● **What is asked**
A: Using the Git internals text below, decide whether each statement agrees with it: (i) the file for the master ref already exists when the first commit is made; (ii) setting data/number.txt to 2 changes the working copy but leaves the index unchanged; (iii) commit objects, like blobs and trees, always hash to the same value. For each, answer yes or no and quote the deciding words.
B: According to the Git internals text below, why will the hash of a reader's own a1 commit differ from the one shown? Answer in one to three sentences.

● **Text to read**

100664 blob 2e65efe2a145dda7ee51d1741299f848e5bf752e letter.txt
100664 blob 56a6051ca2b02b04ef92d5150c9ef600403cb1de number.txt

The first line records everything required to reproduce data/letter.txt. The first part states the file’s permissions. The second part states that the content of this entry is represented by a blob, rather than a tree. The third part states the hash of the blob. The fourth part states the file’s name.

The second line records the same for data/number.txt.

Below is the tree object for alpha, which is the root directory of the project:

040000 tree 0eed1217a2947f4930583229987d90fe5e8e0b74 data

The sole line in this tree points at the data tree.

Tree graph for the `a1` commit

Tree graph for the `a1` commit

In the graph above, the root tree points at the data tree. The data tree points at the blobs for data/letter.txt and data/number.txt.

Create a commit object

git commit creates a commit object after creating the tree graph. The commit object is just another text file in .git/objects/:

tree ffe298c3ce8bb07326f888907996eaa48d266db4
author Mary Rose Cook <mary@maryrosecook.com> 1424798436 -0500
committer Mary Rose Cook <mary@maryrosecook.com> 1424798436 -0500

a1

The first line points at the tree graph. The hash is for the tree object that represents the root of the working copy. That is: the alpha directory. The last line is the commit message.

`a1` commit object pointing at its tree graph

`a1` commit object pointing at its tree graph

Point the current branch at the new commit

Finally, the commit command points the current branch at the new commit object.

Which is the current branch? Git goes to the HEAD file at .git/HEAD and finds:

ref: refs/heads/master

This says that HEAD is pointing at master. master is the current branch.

HEAD and master are both refs. A ref is a label used by Git or the user to identify a specific commit.

The file that represents the master ref does not exist, because this is the first commit to the repository. Git creates the file at .git/refs/heads/master and sets its content to the hash of the commit object:

74ac3ad9cde0b265d2b4f1c778b283a6e2ffbafd

(If you are typing in these Git commands as you read, the hash of your a1 commit will be different from the hash of mine. Content objects like blobs and trees always hash to the same value. Commits do not, because they include dates and the names of their creators.)

Let’s add HEAD and master to the Git graph:

`master` pointing at the `a1` commit

`HEAD` pointing at `master` and `master` pointing at the `a1` commit

HEAD points at master, as it did before the commit. But master now exists and points at the new commit object.

Make a commit that is not the first commit

Below is the Git graph after the a1 commit. The working copy and index are included.

`a1` commit shown with the working copy and index

`a1` commit shown with the working copy and index

Notice that the working copy, index, and a1 commit all have the same content for data/letter.txt and data/number.txt. The index and HEAD commit both use hashes to refer to blob objects, but the working copy content is stored as text in a different place.

~/alpha $ printf '2' > data/number.txt

The user sets the content of data/number.txt to 2. This updates the working copy, but leaves the index and HEAD commit as they are.

● **Data section**
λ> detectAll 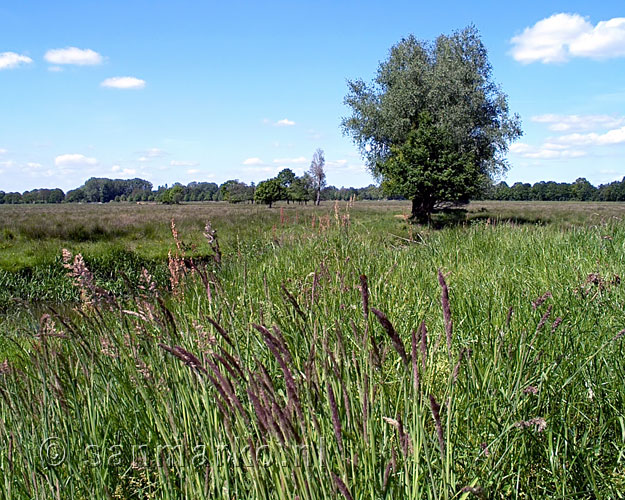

● **Outputs by task**
A:
(i) No: "The file that represents the master ref does not exist, because this is the first commit to the repository."
(ii) Yes: "This updates the working copy, but leaves the index and HEAD commit as they are."
(iii) No: "Commits do not, because they include dates and the names of their creators."

B: Blobs and trees always hash to the same value. Commit objects include dates and the names of their creators. Because of this, a commit made by someone else at another time gets a different hash.